● **EXTRAIT DU DOCUMENT**:
------------------------------------------------------------

PAPEETE, le 3 juillet 2018 - Le procureur de la République a rendu son réquisitoire définitif dans le cadre du trafic d’ice organisé par le guide touristique Yannick Mai et Moerani Marlier. Le magistrat demande le renvoi devant le tribunal correctionnel de 12 individus. L’audience devrait avoir lieu à la fin du mois d’août prochain.

Après l’affaire « Kikilove », la filière d’importation d’ice dirigée par Yannick Mai et Moerani Marlier est l’une des plus importantes démantelées ces dernières années en Polynésie française. Pour avoir importé et écoulé plus de cinq kilos d’ice, les deux hommes ainsi que dix autres mis en examen devraient comparaître devant le tribunal correctionnel dans la dernière quinzaine du mois d’août prochain si le juge d’instruction Thierry Fragnoli suit le réquisitoire du procureur de la République.

« El Chapo »

------------------------------------------------------------

● **DONNÉES FOURNIES**:
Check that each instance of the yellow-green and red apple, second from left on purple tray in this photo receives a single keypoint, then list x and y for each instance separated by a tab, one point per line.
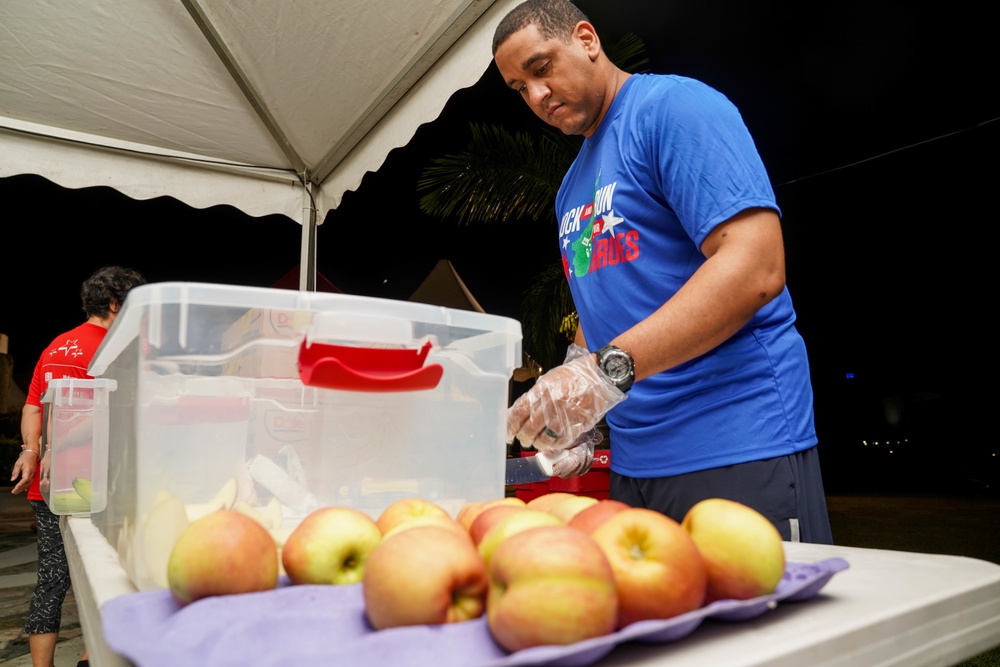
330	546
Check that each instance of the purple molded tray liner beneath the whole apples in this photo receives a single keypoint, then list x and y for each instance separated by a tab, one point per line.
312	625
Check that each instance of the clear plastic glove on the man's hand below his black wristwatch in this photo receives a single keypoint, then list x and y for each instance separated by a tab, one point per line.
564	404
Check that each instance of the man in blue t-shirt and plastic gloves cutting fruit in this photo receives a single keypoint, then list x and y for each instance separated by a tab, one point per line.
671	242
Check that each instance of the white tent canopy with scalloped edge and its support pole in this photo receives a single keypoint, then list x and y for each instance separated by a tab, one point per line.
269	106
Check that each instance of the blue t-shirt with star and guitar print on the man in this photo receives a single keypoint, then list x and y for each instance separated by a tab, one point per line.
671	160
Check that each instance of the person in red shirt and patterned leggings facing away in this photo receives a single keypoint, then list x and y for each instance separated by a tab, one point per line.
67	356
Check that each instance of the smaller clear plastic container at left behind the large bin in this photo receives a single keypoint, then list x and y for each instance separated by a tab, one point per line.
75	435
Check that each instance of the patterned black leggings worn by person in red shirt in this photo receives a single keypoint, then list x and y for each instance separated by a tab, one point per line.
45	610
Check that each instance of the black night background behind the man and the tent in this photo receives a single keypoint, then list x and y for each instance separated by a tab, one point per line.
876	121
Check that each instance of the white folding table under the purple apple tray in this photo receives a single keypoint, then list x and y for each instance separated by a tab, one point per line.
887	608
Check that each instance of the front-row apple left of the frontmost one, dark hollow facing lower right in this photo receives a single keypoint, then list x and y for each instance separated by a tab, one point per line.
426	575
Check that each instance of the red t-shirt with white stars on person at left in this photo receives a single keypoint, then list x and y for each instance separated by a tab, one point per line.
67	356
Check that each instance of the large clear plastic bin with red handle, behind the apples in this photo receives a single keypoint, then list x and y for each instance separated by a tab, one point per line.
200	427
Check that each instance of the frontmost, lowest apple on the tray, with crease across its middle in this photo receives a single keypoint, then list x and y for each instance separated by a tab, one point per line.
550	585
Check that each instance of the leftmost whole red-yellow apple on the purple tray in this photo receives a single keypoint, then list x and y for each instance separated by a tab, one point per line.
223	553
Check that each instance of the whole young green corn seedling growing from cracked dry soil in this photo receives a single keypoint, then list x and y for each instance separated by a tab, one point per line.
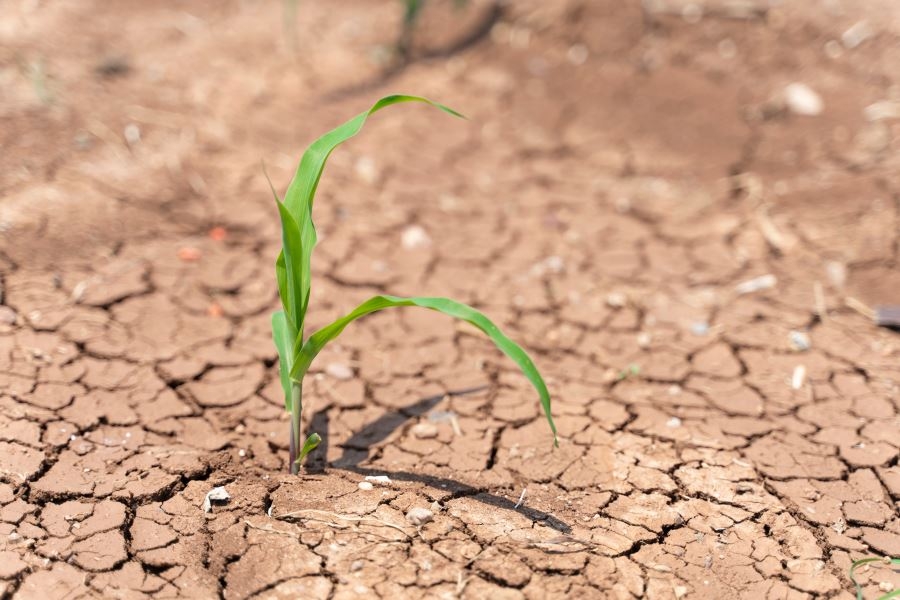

------------------------------------------------------------

● **TÂCHE 1**: Selon l'article sur le trafic d'ice, combien d'individus le procureur de la République demande-t-il de renvoyer devant le tribunal correctionnel ?
● **TÂCHE 2**: Dans l'article sur le trafic d'ice, remplacez « tribunal correctionnel » par « tribunal de première instance » dans le passage qui commence par « PAPEETE, le 3 » et va jusqu'à « de la République. ». Recopiez ensuite ce passage ainsi modifié.

● **CORRIGÉ DÉTAILLÉ 1**: Il demande le renvoi de 12 individus.

● **CORRIGÉ DÉTAILLÉ 2**:
PAPEETE, le 3 juillet 2018 - Le procureur de la République a rendu son réquisitoire définitif dans le cadre du trafic d’ice organisé par le guide touristique Yannick Mai et Moerani Marlier. Le magistrat demande le renvoi devant le tribunal de première instance de 12 individus. L’audience devrait avoir lieu à la fin du mois d’août prochain.

Après l’affaire « Kikilove », la filière d’importation d’ice dirigée par Yannick Mai et Moerani Marlier est l’une des plus importantes démantelées ces dernières années en Polynésie française. Pour avoir importé et écoulé plus de cinq kilos d’ice, les deux hommes ainsi que dix autres mis en examen devraient comparaître devant le tribunal de première instance dans la dernière quinzaine du mois d’août prochain si le juge d’instruction Thierry Fragnoli suit le réquisitoire du procureur de la République.